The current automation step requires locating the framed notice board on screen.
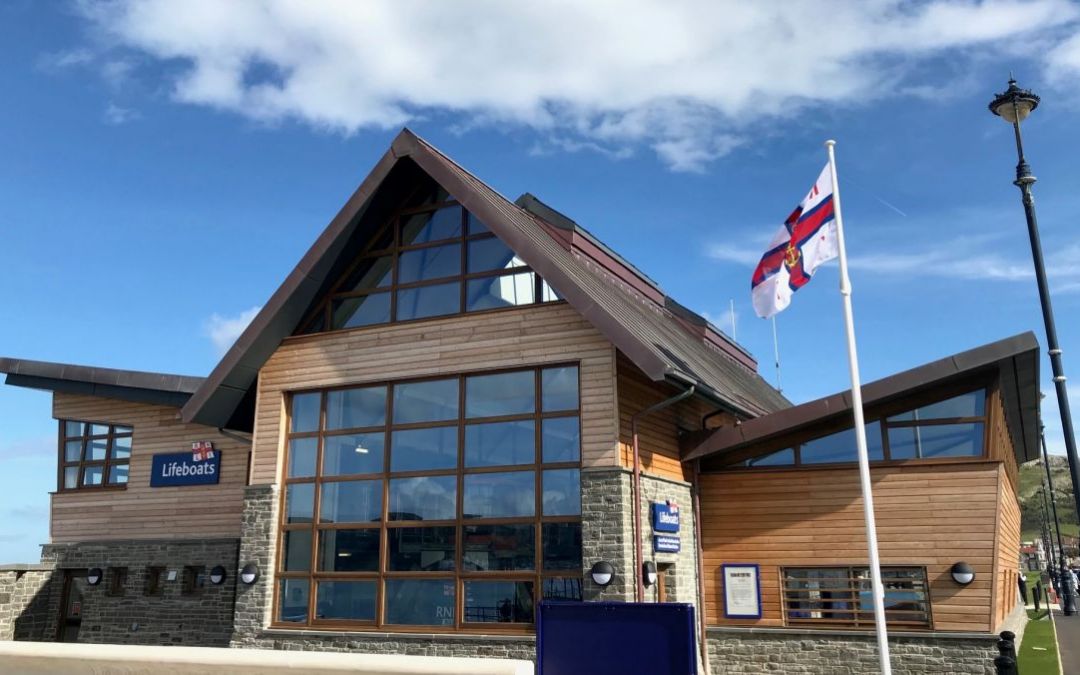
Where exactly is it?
[720,563,761,619]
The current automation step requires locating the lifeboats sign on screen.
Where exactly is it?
[150,441,221,487]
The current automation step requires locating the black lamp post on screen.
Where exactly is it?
[990,78,1080,613]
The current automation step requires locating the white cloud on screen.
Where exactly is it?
[203,307,262,356]
[71,0,1078,171]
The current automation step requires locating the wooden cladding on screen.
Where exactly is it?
[50,392,249,543]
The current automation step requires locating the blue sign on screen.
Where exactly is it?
[652,501,678,532]
[150,450,221,487]
[652,535,683,553]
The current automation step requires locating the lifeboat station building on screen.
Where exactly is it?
[0,131,1039,673]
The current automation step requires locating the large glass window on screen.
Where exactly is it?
[730,389,986,469]
[274,365,582,630]
[300,192,561,334]
[57,420,133,490]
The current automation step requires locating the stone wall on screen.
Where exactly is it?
[0,565,53,640]
[708,627,998,675]
[42,539,239,647]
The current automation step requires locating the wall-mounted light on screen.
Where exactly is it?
[949,563,975,586]
[210,565,228,586]
[642,561,657,586]
[589,561,615,586]
[240,563,259,585]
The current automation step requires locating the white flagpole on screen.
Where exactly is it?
[825,140,892,675]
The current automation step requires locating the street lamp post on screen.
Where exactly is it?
[989,78,1080,613]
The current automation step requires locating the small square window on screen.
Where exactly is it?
[143,566,165,595]
[180,565,206,595]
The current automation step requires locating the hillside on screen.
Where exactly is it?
[1020,455,1080,541]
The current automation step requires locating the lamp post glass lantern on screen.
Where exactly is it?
[989,78,1080,615]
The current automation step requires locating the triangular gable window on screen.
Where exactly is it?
[299,188,562,334]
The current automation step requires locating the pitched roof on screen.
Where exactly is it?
[183,130,791,428]
[683,332,1039,463]
[0,356,203,408]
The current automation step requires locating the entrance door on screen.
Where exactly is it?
[59,569,86,643]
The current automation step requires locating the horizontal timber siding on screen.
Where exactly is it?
[252,303,618,485]
[701,461,1000,631]
[50,392,249,543]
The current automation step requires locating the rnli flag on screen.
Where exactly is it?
[751,164,839,319]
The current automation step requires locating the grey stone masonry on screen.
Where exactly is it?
[708,627,998,675]
[42,539,239,647]
[0,565,53,640]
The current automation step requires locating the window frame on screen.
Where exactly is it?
[56,418,135,492]
[294,199,564,336]
[777,565,934,630]
[270,362,583,634]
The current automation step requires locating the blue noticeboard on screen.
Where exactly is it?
[537,600,698,675]
[652,535,683,553]
[150,451,221,487]
[652,501,678,532]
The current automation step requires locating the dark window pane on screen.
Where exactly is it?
[462,471,536,518]
[319,529,379,572]
[543,577,582,600]
[465,420,537,467]
[746,448,795,467]
[465,237,525,272]
[542,417,581,462]
[540,366,578,413]
[281,528,311,572]
[397,282,461,321]
[390,427,458,471]
[889,389,986,421]
[397,244,461,284]
[330,293,390,330]
[889,422,983,459]
[541,469,581,515]
[386,579,457,625]
[465,370,536,417]
[319,481,382,523]
[464,581,532,623]
[394,378,458,424]
[110,436,132,459]
[323,431,386,476]
[387,476,458,521]
[326,387,387,429]
[293,392,322,432]
[465,272,536,312]
[285,438,319,478]
[315,581,377,621]
[86,438,109,461]
[285,483,315,523]
[402,206,461,246]
[278,579,310,623]
[799,421,885,464]
[337,256,394,293]
[387,527,456,572]
[540,523,581,573]
[109,463,127,485]
[82,467,105,485]
[462,525,537,571]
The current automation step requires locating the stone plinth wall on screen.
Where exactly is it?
[42,539,239,647]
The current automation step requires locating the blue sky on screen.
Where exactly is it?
[0,0,1080,562]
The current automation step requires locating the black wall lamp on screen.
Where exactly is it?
[240,563,259,585]
[210,565,228,586]
[642,561,657,586]
[949,563,975,586]
[589,561,615,586]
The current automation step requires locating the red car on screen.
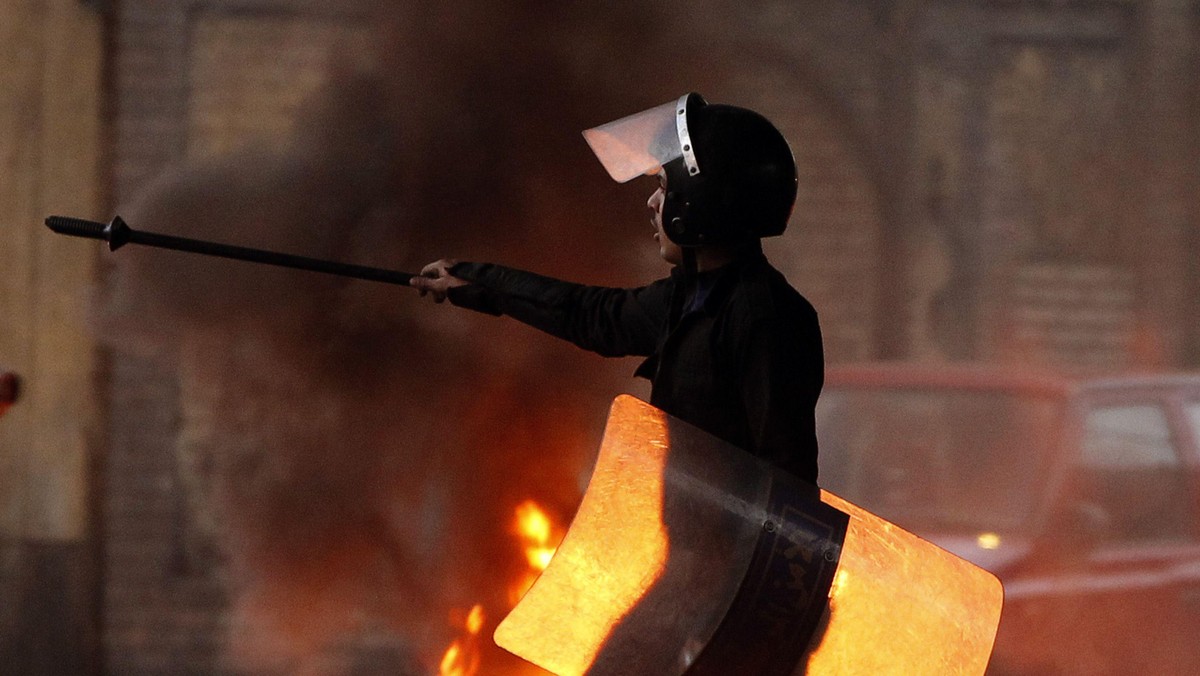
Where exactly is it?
[817,364,1200,675]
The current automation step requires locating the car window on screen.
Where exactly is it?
[1080,403,1192,542]
[1183,401,1200,444]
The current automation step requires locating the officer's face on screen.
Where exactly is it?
[646,169,683,265]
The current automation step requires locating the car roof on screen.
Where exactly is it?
[826,361,1200,396]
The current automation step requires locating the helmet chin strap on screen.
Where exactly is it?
[679,246,700,278]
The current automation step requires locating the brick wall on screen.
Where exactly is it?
[96,0,1196,674]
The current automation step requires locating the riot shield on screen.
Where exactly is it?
[494,396,1003,676]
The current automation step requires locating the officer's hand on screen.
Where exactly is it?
[408,258,467,303]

- _Objective_
Reproduce every line of the entries, starting with the line containing "The current automation step requires locating the officer's face" and going on through the final line of the entries. Shift each bounding-box coordinate in the answers upward by 149.

- _Finished task_
The current automation step requires locating the officer's face on screen.
Where exactly is it?
[795,318,832,414]
The current automation step requires locating the car roof on screen.
Where exactly is it?
[975,510,1349,545]
The current automation step requires locating the helmet chin strap on screen.
Where exactly is it?
[828,395,849,427]
The current automation step requires locating the brick wall on screen.
Where exactly is it?
[245,149,1345,823]
The current automation step requires locating the riot shield on screen.
Where exactly is it?
[643,545,1152,825]
The current automation step requires locating the officer's hand on screen.
Where exactly is it?
[557,407,616,452]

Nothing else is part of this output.